DESCRIPTION OF THE TASK = Those lines of the data that hold the word "below" are to be copied out.

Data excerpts

##############################

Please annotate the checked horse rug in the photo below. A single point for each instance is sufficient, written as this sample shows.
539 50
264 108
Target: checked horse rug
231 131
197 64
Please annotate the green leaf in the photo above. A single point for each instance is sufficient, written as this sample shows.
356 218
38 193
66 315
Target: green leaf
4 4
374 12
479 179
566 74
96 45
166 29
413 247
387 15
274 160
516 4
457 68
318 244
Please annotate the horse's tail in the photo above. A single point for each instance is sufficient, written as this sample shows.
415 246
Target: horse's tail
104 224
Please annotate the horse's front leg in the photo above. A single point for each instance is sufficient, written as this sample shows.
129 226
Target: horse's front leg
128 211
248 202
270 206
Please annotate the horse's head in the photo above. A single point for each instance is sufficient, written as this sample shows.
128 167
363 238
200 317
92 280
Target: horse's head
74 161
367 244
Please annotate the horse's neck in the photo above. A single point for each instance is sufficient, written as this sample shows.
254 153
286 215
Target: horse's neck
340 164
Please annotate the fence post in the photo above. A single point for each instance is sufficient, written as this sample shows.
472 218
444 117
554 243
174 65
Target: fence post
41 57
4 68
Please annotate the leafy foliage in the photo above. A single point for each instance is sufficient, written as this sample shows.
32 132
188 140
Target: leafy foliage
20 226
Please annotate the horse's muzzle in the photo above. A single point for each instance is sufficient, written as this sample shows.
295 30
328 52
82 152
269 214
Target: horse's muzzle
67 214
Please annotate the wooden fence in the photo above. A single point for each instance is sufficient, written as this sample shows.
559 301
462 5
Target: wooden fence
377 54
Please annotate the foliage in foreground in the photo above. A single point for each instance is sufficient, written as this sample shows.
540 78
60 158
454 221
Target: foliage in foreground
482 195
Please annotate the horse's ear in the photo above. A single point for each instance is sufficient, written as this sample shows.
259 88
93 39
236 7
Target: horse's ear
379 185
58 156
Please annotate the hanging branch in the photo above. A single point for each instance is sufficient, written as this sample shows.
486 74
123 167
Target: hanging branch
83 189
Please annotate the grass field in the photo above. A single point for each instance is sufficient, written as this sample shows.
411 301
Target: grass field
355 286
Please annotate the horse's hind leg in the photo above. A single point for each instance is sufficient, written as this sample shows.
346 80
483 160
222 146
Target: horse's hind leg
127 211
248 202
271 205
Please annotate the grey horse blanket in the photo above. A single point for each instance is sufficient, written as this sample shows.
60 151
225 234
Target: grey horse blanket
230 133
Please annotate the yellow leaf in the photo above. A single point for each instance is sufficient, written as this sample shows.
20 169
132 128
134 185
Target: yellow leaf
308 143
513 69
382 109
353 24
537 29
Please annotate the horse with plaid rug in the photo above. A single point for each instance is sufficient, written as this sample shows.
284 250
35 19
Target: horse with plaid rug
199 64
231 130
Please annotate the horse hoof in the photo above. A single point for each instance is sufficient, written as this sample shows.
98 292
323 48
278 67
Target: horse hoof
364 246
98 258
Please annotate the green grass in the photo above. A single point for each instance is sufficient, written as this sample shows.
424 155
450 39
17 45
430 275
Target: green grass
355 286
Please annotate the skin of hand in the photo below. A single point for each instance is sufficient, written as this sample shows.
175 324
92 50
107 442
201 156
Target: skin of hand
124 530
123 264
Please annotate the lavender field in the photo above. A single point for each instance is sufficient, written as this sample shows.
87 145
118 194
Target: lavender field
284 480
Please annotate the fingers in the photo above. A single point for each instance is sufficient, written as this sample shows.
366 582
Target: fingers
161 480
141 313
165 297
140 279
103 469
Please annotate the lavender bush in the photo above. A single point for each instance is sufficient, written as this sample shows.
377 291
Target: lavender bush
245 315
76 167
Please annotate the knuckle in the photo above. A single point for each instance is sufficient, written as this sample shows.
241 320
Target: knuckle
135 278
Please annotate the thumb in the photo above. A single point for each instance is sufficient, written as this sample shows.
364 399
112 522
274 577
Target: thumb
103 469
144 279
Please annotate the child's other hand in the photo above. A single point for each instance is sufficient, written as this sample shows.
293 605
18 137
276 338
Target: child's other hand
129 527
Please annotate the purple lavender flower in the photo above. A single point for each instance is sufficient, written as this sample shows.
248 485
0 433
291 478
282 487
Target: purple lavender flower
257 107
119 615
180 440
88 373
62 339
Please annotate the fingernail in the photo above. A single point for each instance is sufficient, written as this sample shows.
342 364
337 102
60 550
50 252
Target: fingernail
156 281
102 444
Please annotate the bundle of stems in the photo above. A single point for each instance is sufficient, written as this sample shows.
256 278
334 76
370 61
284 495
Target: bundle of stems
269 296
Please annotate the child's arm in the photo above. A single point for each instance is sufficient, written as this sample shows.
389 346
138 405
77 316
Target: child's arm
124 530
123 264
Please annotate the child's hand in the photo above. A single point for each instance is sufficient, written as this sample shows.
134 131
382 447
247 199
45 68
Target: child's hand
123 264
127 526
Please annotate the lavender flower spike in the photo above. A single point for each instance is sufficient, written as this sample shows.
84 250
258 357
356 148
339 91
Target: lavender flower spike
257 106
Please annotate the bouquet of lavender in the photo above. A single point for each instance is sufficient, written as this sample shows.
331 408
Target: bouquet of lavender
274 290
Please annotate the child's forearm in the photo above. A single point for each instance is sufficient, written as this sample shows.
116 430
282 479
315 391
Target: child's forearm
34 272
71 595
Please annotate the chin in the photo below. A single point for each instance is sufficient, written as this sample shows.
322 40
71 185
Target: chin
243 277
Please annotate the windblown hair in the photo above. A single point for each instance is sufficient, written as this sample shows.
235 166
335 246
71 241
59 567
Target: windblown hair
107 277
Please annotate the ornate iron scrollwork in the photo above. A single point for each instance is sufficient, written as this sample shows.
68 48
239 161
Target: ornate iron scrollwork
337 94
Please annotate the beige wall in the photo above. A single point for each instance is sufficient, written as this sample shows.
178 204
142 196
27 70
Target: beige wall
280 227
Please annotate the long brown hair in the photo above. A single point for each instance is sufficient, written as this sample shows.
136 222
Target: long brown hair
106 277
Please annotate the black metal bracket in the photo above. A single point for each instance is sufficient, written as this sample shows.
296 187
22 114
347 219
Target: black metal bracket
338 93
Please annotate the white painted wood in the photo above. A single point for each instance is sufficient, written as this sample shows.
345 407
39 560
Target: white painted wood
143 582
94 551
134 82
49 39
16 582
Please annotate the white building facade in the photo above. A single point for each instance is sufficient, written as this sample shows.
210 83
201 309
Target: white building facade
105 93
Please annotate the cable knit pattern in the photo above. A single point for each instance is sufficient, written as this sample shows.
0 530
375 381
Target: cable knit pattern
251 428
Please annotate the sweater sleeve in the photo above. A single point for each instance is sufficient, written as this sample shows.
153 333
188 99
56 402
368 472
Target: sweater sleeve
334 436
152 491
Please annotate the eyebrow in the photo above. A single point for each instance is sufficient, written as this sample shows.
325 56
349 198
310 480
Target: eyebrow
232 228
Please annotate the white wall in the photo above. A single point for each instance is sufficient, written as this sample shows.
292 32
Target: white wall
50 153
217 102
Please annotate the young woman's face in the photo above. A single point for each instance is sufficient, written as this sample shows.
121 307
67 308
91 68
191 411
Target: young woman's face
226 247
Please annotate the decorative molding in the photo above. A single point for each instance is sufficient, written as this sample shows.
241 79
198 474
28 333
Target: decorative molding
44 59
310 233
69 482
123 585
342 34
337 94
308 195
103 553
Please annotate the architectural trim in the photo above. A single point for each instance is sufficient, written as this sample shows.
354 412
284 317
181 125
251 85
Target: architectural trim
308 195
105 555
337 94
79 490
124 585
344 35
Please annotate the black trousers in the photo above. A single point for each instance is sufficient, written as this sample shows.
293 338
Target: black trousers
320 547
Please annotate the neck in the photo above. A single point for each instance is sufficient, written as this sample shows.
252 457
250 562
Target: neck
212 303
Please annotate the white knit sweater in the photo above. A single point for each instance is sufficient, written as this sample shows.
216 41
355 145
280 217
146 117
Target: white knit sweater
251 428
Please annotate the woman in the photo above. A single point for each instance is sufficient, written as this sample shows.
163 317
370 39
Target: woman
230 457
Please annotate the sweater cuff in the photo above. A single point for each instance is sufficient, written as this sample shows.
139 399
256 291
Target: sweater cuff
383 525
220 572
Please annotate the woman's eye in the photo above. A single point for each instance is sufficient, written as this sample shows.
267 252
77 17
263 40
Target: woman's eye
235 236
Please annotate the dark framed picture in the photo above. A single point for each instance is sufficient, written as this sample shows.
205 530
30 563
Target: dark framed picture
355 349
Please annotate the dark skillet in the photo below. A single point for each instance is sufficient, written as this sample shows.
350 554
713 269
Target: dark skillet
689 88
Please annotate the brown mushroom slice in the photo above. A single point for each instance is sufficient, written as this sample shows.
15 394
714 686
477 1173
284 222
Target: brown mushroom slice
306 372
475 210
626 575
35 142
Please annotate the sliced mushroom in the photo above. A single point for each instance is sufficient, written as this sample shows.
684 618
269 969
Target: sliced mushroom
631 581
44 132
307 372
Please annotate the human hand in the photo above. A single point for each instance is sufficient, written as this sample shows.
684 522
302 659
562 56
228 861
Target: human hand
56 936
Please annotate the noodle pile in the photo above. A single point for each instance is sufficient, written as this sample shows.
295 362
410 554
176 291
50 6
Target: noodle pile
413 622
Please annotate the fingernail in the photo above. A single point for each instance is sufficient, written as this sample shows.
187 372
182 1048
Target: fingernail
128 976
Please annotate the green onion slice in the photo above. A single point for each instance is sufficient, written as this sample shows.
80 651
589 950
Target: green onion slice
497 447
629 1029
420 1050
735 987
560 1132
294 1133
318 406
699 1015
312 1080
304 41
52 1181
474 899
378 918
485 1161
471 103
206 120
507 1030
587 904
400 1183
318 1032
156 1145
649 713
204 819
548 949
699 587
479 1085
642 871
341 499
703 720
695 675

##############################

RESPONSE BOX =
Please annotate the checked horse rug in the photo below. A single point for each instance is sufficient, written as this sample shows.
Please annotate the skin of hand in the photo below. A single point for each instance is sufficient, written as this sample shows.
Please annotate the chin in the photo below. A single point for each instance is sufficient, written as this sample shows.
Please annotate the dark skillet in the photo below. A single point for each instance is sufficient, written as this sample shows.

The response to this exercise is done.